*THE TASK*: Filter out every line below that lacks "traffic", and copy the rest.

Natural language region descriptions:
Content starts
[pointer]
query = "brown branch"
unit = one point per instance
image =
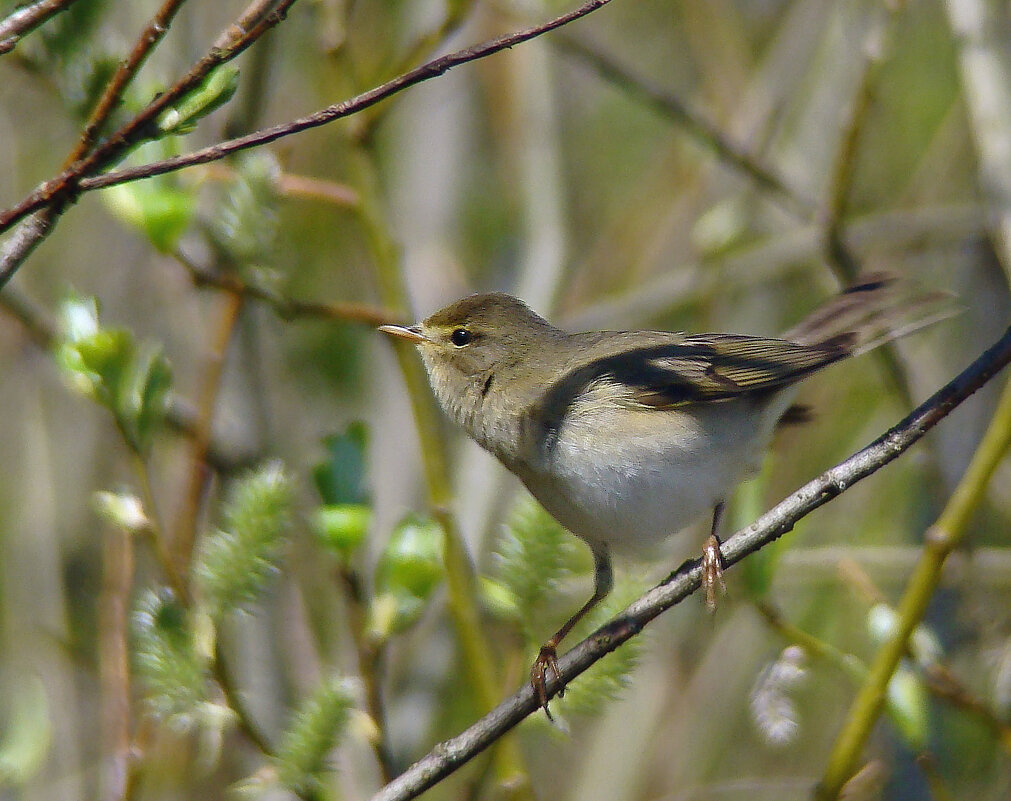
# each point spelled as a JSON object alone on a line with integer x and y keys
{"x": 449, "y": 755}
{"x": 114, "y": 608}
{"x": 27, "y": 18}
{"x": 286, "y": 307}
{"x": 428, "y": 71}
{"x": 185, "y": 530}
{"x": 62, "y": 190}
{"x": 112, "y": 94}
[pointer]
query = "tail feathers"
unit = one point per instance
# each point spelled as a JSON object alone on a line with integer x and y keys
{"x": 879, "y": 308}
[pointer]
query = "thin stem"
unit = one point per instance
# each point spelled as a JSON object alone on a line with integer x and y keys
{"x": 370, "y": 666}
{"x": 117, "y": 585}
{"x": 25, "y": 19}
{"x": 53, "y": 197}
{"x": 940, "y": 540}
{"x": 426, "y": 72}
{"x": 235, "y": 701}
{"x": 461, "y": 580}
{"x": 846, "y": 662}
{"x": 155, "y": 531}
{"x": 112, "y": 94}
{"x": 185, "y": 534}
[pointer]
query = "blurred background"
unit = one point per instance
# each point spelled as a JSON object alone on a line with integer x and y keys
{"x": 247, "y": 576}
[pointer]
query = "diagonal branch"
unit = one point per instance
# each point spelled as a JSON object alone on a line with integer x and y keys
{"x": 452, "y": 753}
{"x": 233, "y": 41}
{"x": 112, "y": 94}
{"x": 54, "y": 197}
{"x": 27, "y": 18}
{"x": 432, "y": 69}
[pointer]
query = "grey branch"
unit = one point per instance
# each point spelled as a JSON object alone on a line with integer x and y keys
{"x": 448, "y": 755}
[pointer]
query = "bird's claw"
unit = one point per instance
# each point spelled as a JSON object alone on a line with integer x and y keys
{"x": 546, "y": 662}
{"x": 712, "y": 571}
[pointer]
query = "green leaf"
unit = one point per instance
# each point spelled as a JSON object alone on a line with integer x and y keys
{"x": 341, "y": 478}
{"x": 168, "y": 661}
{"x": 908, "y": 707}
{"x": 213, "y": 92}
{"x": 342, "y": 527}
{"x": 234, "y": 564}
{"x": 409, "y": 569}
{"x": 27, "y": 734}
{"x": 160, "y": 209}
{"x": 314, "y": 730}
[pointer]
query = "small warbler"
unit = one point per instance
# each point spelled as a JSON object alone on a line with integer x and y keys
{"x": 626, "y": 437}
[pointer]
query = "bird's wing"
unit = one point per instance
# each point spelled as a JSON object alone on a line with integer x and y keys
{"x": 713, "y": 367}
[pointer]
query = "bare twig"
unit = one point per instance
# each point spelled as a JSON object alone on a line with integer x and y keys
{"x": 939, "y": 541}
{"x": 57, "y": 193}
{"x": 449, "y": 755}
{"x": 117, "y": 587}
{"x": 288, "y": 307}
{"x": 25, "y": 19}
{"x": 432, "y": 69}
{"x": 112, "y": 94}
{"x": 185, "y": 530}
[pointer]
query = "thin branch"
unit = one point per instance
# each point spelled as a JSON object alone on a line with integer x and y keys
{"x": 181, "y": 416}
{"x": 288, "y": 307}
{"x": 57, "y": 193}
{"x": 452, "y": 753}
{"x": 371, "y": 657}
{"x": 25, "y": 19}
{"x": 26, "y": 237}
{"x": 112, "y": 94}
{"x": 186, "y": 522}
{"x": 939, "y": 541}
{"x": 428, "y": 71}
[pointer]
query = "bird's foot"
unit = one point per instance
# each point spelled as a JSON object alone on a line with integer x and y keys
{"x": 712, "y": 571}
{"x": 546, "y": 662}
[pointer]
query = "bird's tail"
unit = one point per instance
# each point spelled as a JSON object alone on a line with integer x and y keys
{"x": 879, "y": 308}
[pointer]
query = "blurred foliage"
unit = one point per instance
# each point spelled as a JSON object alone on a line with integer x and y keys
{"x": 105, "y": 364}
{"x": 545, "y": 171}
{"x": 234, "y": 563}
{"x": 314, "y": 729}
{"x": 168, "y": 660}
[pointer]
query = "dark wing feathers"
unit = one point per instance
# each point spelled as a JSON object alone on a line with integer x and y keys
{"x": 697, "y": 368}
{"x": 716, "y": 367}
{"x": 709, "y": 367}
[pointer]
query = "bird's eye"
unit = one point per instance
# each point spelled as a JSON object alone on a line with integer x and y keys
{"x": 460, "y": 337}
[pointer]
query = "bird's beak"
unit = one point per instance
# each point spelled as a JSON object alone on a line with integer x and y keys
{"x": 412, "y": 334}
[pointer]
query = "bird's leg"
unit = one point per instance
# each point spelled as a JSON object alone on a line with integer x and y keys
{"x": 547, "y": 659}
{"x": 712, "y": 560}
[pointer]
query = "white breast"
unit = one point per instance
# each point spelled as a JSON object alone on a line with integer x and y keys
{"x": 629, "y": 478}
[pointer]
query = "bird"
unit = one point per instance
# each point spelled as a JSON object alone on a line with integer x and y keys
{"x": 627, "y": 437}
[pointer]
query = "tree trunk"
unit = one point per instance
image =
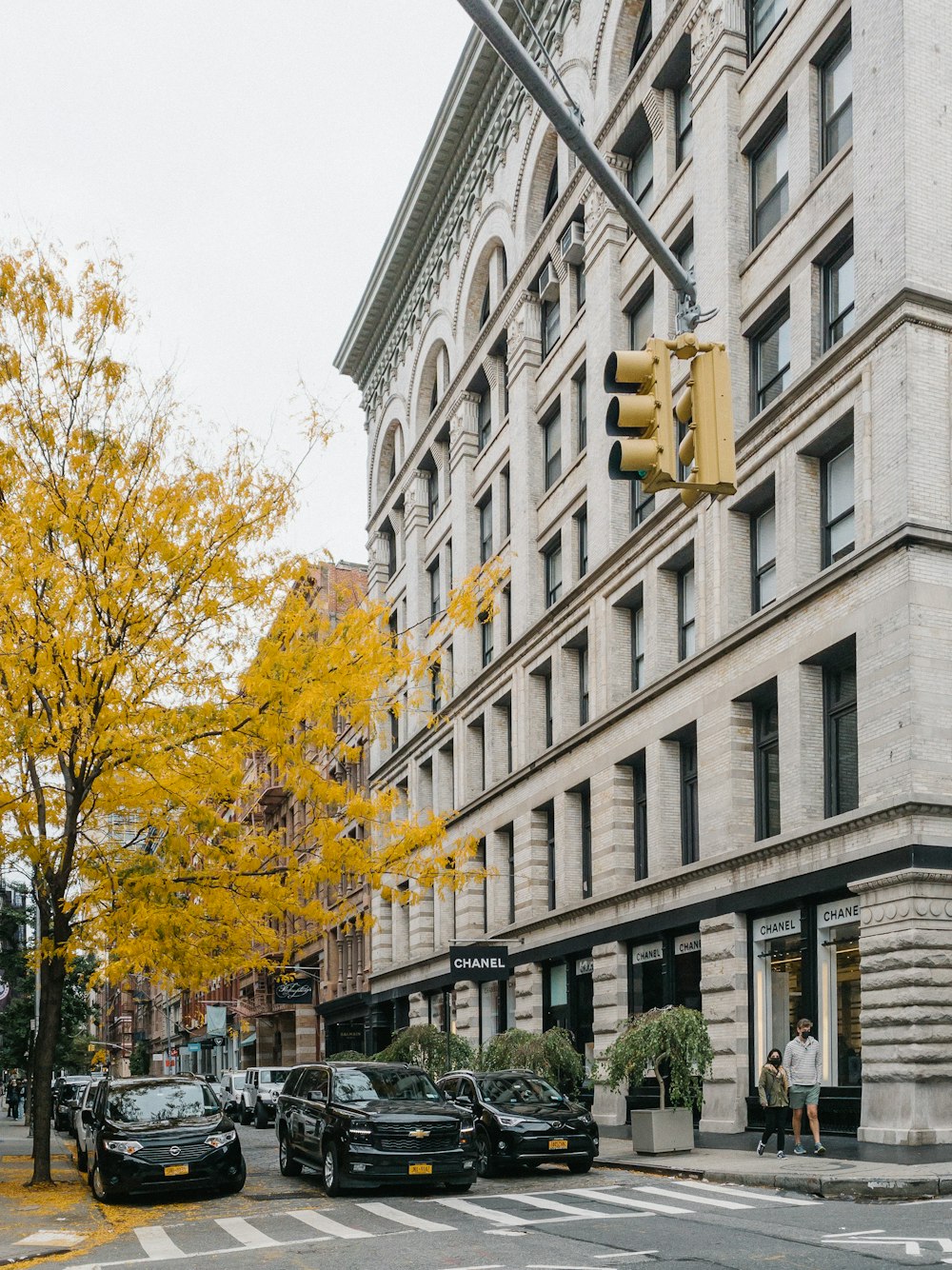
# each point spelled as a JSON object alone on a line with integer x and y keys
{"x": 52, "y": 980}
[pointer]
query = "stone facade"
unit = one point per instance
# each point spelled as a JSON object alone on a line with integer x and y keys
{"x": 486, "y": 433}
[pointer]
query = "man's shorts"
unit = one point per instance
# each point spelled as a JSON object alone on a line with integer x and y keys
{"x": 803, "y": 1095}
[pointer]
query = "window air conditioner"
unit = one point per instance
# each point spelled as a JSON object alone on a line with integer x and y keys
{"x": 548, "y": 284}
{"x": 574, "y": 243}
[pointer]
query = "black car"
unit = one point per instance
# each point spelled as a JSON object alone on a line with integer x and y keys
{"x": 362, "y": 1124}
{"x": 521, "y": 1119}
{"x": 160, "y": 1133}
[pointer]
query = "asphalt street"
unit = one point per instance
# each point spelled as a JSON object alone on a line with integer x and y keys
{"x": 545, "y": 1220}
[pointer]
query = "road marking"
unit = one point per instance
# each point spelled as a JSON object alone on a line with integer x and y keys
{"x": 650, "y": 1205}
{"x": 247, "y": 1235}
{"x": 327, "y": 1225}
{"x": 156, "y": 1243}
{"x": 735, "y": 1193}
{"x": 697, "y": 1199}
{"x": 395, "y": 1214}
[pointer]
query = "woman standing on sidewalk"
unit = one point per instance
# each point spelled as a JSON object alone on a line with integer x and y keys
{"x": 775, "y": 1099}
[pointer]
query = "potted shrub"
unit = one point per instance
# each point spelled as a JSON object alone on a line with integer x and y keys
{"x": 674, "y": 1045}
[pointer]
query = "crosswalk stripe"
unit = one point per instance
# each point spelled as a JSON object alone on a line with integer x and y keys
{"x": 486, "y": 1214}
{"x": 395, "y": 1214}
{"x": 327, "y": 1225}
{"x": 247, "y": 1235}
{"x": 711, "y": 1187}
{"x": 697, "y": 1199}
{"x": 651, "y": 1205}
{"x": 156, "y": 1243}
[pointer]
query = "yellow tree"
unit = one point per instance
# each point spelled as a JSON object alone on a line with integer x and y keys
{"x": 136, "y": 582}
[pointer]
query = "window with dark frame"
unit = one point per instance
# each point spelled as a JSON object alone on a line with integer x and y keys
{"x": 838, "y": 296}
{"x": 764, "y": 558}
{"x": 837, "y": 505}
{"x": 837, "y": 101}
{"x": 769, "y": 185}
{"x": 767, "y": 764}
{"x": 689, "y": 828}
{"x": 841, "y": 738}
{"x": 769, "y": 356}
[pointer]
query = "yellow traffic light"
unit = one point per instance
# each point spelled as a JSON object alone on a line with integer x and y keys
{"x": 642, "y": 415}
{"x": 704, "y": 407}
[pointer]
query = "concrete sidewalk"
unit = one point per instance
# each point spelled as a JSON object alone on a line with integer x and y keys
{"x": 830, "y": 1176}
{"x": 38, "y": 1224}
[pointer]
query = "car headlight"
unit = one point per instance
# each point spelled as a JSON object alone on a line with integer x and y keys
{"x": 221, "y": 1140}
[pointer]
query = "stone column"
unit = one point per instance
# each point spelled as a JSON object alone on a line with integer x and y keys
{"x": 905, "y": 955}
{"x": 724, "y": 991}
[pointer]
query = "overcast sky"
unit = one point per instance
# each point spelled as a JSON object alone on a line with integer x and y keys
{"x": 248, "y": 159}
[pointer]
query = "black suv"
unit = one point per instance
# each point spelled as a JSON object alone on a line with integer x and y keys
{"x": 522, "y": 1119}
{"x": 160, "y": 1133}
{"x": 369, "y": 1122}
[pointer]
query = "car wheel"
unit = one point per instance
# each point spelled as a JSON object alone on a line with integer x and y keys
{"x": 99, "y": 1189}
{"x": 288, "y": 1162}
{"x": 484, "y": 1153}
{"x": 331, "y": 1168}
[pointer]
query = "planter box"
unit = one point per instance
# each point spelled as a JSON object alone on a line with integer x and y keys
{"x": 659, "y": 1133}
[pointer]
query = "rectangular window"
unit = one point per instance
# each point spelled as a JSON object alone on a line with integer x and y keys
{"x": 767, "y": 766}
{"x": 486, "y": 528}
{"x": 684, "y": 122}
{"x": 582, "y": 526}
{"x": 837, "y": 506}
{"x": 764, "y": 558}
{"x": 582, "y": 417}
{"x": 585, "y": 831}
{"x": 639, "y": 776}
{"x": 552, "y": 448}
{"x": 689, "y": 833}
{"x": 687, "y": 643}
{"x": 551, "y": 326}
{"x": 638, "y": 648}
{"x": 838, "y": 296}
{"x": 841, "y": 742}
{"x": 837, "y": 101}
{"x": 764, "y": 17}
{"x": 583, "y": 657}
{"x": 769, "y": 194}
{"x": 552, "y": 556}
{"x": 769, "y": 352}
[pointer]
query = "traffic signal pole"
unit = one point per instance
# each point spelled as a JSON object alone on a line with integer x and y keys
{"x": 567, "y": 125}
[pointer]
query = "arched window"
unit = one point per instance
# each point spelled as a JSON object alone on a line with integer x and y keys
{"x": 643, "y": 36}
{"x": 551, "y": 189}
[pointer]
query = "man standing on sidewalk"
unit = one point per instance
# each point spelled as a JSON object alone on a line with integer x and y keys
{"x": 803, "y": 1062}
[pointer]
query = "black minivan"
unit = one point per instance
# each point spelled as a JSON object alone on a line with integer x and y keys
{"x": 364, "y": 1124}
{"x": 160, "y": 1133}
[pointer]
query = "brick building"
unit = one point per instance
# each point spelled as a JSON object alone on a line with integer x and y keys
{"x": 707, "y": 751}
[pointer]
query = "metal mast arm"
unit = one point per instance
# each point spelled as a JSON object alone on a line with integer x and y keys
{"x": 567, "y": 126}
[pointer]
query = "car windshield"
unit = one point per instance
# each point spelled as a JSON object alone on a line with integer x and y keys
{"x": 365, "y": 1084}
{"x": 501, "y": 1090}
{"x": 147, "y": 1103}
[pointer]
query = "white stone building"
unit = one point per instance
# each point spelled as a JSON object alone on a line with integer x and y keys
{"x": 708, "y": 751}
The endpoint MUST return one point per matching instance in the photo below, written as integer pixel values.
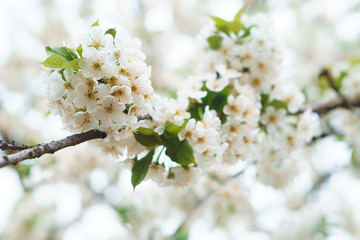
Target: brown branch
(196, 206)
(325, 108)
(51, 147)
(12, 146)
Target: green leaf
(180, 152)
(125, 212)
(339, 80)
(54, 61)
(147, 137)
(247, 31)
(140, 168)
(196, 109)
(111, 31)
(236, 27)
(354, 61)
(241, 11)
(278, 104)
(95, 24)
(74, 64)
(214, 42)
(172, 130)
(67, 53)
(79, 50)
(222, 25)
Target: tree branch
(325, 108)
(51, 147)
(12, 146)
(196, 206)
Content ends
*RESPONSE TO THE EXERCISE*:
query = "yellow traffic light"
query = "traffic signal pole"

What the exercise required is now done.